Reproduce the items below word for word. Start at the line that contains "target | security man in black suit" and stop after the line that contains "(1096, 250)".

******

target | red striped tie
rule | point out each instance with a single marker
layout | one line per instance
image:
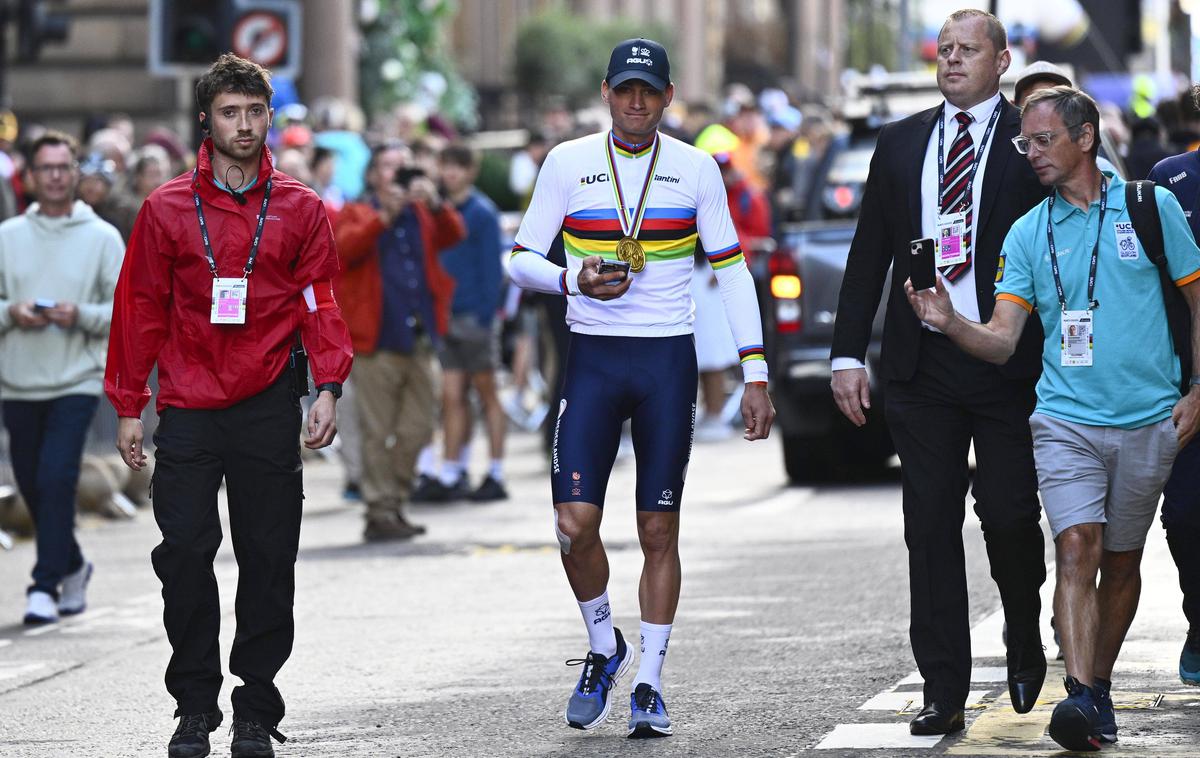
(955, 192)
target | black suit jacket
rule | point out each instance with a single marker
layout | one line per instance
(891, 218)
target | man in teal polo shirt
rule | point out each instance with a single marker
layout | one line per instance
(1109, 417)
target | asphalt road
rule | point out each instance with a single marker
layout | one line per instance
(791, 636)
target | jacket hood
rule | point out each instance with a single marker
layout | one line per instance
(81, 214)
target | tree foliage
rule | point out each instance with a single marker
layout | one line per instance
(559, 54)
(873, 29)
(406, 58)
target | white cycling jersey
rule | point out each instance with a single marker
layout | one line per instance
(687, 202)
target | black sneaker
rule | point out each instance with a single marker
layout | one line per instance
(490, 489)
(252, 739)
(1075, 721)
(191, 738)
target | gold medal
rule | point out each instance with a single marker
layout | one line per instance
(631, 252)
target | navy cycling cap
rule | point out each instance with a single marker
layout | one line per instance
(640, 59)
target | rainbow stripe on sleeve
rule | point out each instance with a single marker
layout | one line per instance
(751, 353)
(724, 258)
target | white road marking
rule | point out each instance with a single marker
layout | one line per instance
(981, 674)
(12, 671)
(874, 735)
(910, 702)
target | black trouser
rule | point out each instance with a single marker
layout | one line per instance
(953, 399)
(1181, 517)
(255, 447)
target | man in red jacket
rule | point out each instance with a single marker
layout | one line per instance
(226, 266)
(397, 306)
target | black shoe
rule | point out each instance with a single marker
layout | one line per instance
(191, 738)
(491, 488)
(1026, 673)
(425, 489)
(252, 739)
(936, 719)
(438, 492)
(1075, 721)
(390, 527)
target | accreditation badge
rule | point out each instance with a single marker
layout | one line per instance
(1078, 338)
(228, 301)
(952, 232)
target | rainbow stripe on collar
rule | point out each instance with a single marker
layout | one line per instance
(633, 151)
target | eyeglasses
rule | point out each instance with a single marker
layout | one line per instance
(55, 168)
(1042, 140)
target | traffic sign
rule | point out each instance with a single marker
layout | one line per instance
(261, 36)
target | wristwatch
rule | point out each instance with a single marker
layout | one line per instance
(335, 387)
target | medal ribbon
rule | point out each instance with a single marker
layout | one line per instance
(631, 227)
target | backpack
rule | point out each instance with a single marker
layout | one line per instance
(1149, 227)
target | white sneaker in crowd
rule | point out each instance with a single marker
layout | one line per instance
(41, 608)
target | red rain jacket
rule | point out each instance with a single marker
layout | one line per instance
(163, 296)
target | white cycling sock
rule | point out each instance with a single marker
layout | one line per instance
(654, 653)
(598, 618)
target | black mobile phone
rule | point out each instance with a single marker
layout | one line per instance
(921, 263)
(406, 175)
(611, 266)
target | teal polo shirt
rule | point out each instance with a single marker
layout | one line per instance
(1135, 376)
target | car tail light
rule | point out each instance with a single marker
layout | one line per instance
(786, 288)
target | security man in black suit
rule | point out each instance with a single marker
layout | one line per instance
(952, 174)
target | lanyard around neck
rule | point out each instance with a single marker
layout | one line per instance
(204, 229)
(1096, 250)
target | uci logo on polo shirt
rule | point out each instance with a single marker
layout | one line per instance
(1127, 240)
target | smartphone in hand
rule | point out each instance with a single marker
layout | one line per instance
(921, 264)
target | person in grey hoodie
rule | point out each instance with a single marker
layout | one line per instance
(59, 264)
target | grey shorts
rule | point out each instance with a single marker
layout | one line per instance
(1103, 475)
(468, 346)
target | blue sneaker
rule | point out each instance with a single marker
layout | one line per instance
(1073, 723)
(648, 714)
(1107, 723)
(589, 703)
(1189, 659)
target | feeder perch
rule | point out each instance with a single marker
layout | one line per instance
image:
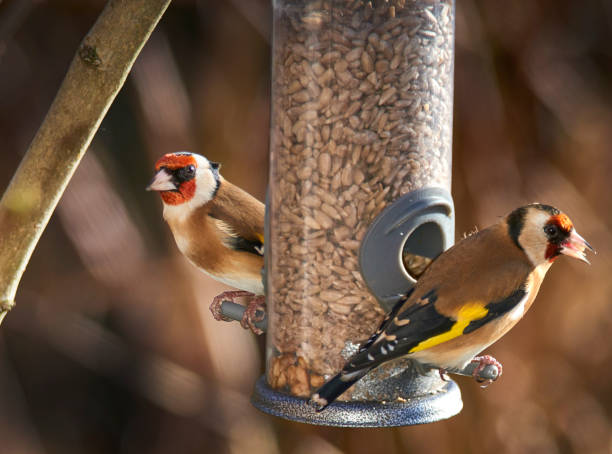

******

> **Finished answer**
target | security man in black suit
rule | point out each instance with a single marker
layout | one line per instance
(952, 174)
target | lanyard around neck
rule | point out each instance with a single marker
layout | one line per instance
(204, 229)
(1096, 250)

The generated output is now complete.